* **ОТРЫВОК**:
----

Читать книгу О теории прозы - Виктор Шкловский - Страница 11
О теории прозы 1982 г.
1. Слова освобождают душу от тесноты
Рассказ об ОПОЯЗе
I
ОглавлениеВ революцию встречались мы на улицах с полками.
Мой товарищ Якубинский, потом профессор, читал морякам Балтийского флота историю и теорию языка.
Мой первый друг, ученик Павлова, доктор Кульбин, когда я к нему пришел, сказал: «Каждый человек может ходить по проволоке, благодаря устройству ушных лабиринтов, но он об этом не знает».
Кульбин помогал мне, давал деньги, кормил. Говорил: не питайся по столовым, ешь лук, пятьдесят копеек в день тебе хватит.
Революция – это эпоха, когда все умеют ходить по проволоке. Когда мы забываем о невозможности.
Наша школа возникла до революции, но гроза уже чувствовалась.
Большой, беловолосый, сутулый, тихо говорящий человек, Велимир Хлебников, по образованию специалист по птицам, орнитолог, называл себя тогда «Председателем Земного Шара». За это он ничего не требовал.
Другой знаменитый человек, мой знакомый, Циолковский, говорил, что в будущее время будет только два правительства: мужское и женское. Гении же должны жить самостоятельно, ничего не спрашивая от правительства, по-видимому ни от того, ни от другого.
Циолковского не то что не знали, его знали и презирали. Не замечали и замалчивали. Смеялись.
Циолковский жил капустным полем, которое он сам обрабатывал. Во всей тихой Калуге у него был один друг, товарищ – это был аптекарь. Тоже тихий человек.
Мне сказали, что я должен ехать к Циолковскому.
Но я не хотел ехать без денег.
Ему должны были деньги по какому-то договору.
Шел, кажется, двадцать восьмой год. Я твердо ответил, что без денег не поеду.
После долгих переговоров мне вручили какие-то документы, договора и пять тысяч рублей. По тем временам для Циолковского это были фантастические деньги.
Приехал.
Обои, дешевенькие, одноцветные, голубенькие обои были наклеены прямо по бревнам избы-дома.
В доме и во всей Калуге рубили капусту.
Грядки для капусты были сделаны так тесно, чтобы только пройти.
Циолковский сказал тихим голосом:
– У Вас большой лоб. Вы должны разговаривать с ангелами.
– Нет, – сказал я.
Циолковский ответил:
– А я каждый день.
Может быть, я ему показался ангелом-спасителем. Сын его застрелился от голода.
Хлебников никогда, по-моему, не имел своей комнаты.
Хлебников в 1912 году написан маленькую страничку, которая называлась «Разговор учителя с учеником». Там были написаны с одной стороны названия стран – Ассировавилония, Парфия, Рим, Афины, Франция, и кончалось это так: «некто 1917 год». Я сказал ему: «Ты думаешь, наша империя разрушится в 1917 году?» – «Пока получается так», – ответил он.
Хлебников мечтал об ограничении прав собственности.
Он старался определить взмахи времени. Время то нарастает, образуя валы, то делает их низкими.

----

Строки набора данных для указания объектов:
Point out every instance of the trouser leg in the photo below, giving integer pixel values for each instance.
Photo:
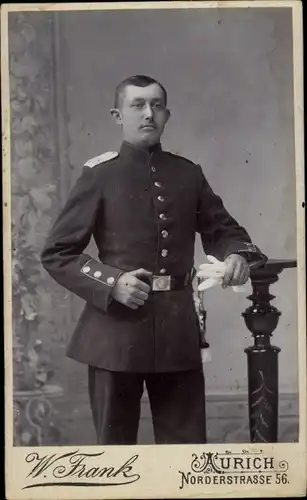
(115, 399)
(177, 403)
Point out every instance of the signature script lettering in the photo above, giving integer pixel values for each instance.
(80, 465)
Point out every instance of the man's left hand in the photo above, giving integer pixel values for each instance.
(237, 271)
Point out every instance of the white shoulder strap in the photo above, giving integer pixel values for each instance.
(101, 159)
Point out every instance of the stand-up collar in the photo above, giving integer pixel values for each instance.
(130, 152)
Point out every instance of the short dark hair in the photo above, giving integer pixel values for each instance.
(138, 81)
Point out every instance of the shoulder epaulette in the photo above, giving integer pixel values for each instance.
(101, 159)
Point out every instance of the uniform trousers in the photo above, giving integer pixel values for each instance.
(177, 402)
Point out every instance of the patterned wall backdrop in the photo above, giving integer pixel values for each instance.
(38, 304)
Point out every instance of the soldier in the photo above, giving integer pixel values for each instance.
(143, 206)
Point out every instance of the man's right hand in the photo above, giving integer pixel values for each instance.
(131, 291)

----

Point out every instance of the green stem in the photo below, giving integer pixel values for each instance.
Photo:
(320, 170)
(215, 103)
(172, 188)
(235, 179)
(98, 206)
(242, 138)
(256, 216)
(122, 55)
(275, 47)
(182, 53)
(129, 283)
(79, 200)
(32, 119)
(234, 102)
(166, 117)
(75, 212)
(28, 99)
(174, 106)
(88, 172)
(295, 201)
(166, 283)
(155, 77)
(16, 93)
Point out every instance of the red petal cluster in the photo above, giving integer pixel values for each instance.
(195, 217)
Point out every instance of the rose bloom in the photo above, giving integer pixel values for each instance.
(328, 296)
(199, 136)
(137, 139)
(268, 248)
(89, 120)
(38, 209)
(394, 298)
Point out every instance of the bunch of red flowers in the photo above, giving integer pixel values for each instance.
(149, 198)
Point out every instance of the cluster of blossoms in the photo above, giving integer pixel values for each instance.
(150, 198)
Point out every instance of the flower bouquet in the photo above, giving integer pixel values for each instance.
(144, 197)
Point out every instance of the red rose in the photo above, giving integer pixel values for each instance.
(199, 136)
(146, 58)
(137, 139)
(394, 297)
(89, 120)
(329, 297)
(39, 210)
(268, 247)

----

* **ЗАДАНИЯ**:
(A) Перепишите фрагмент рассказа об ОПОЯЗе: начните со слов "Большой, беловолосый, сутулый, тихо" и закончите словами "и замалчивали. Смеялись.", заменив в нем "орнитолог" на "натуралист".
(B) Допишите рассказ об ОПОЯЗе, начиная сразу после его последнего предложения.
Строки набора данных — самостоятельный материал, к рассказу об ОПОЯЗе они не относятся.

* **ОТВЕТЫ**:
(A)
Большой, беловолосый, сутулый, тихо говорящий человек, Велимир Хлебников, по образованию специалист по птицам, натуралист, называл себя тогда «Председателем Земного Шара». За это он ничего не требовал.
Другой знаменитый человек, мой знакомый, Циолковский, говорил, что в будущее время будет только два правительства: мужское и женское. Гении же должны жить самостоятельно, ничего не спрашивая от правительства, по-видимому ни от того, ни от другого.
Циолковского не то что не знали, его знали и презирали. Не замечали и замалчивали. Смеялись.

(B)
Издан Хлебников с предисловием Тынянова Издательством писателей в Ленинграде.
Первое издание Хлебникова. Больше подобных изданий не было.
Высокий, немного плоскогрудый Владимир Маяковский писал:
Я,
обсмеянный у сегодняшнего племени,
как длинный
скабрезный анекдот,
вижу идущего через горы времени,
которого не видит никто...
В терновом венце революций
грядет шестнадцатый год.
В знаменитой картине Александра Иванова «Явление Христа народу» на первом плане люди, Иоанн Креститель, а поверх горы идет человек без сияния – будущий пророк и учитель людей Христос.
Перед землетрясениями, в их предчувствии, птицы, коровы, лошади и кошки спасают своих детей и хотят уйти на волю.
Кошка в Ташкенте. Стремясь спасти своего котенка – она выносила из дома свою единственную драгоценность.
А люди не понимали, сердились и несли котенка обратно. Кошка снова выносила котенка на улицу.
Потом дом рухнул.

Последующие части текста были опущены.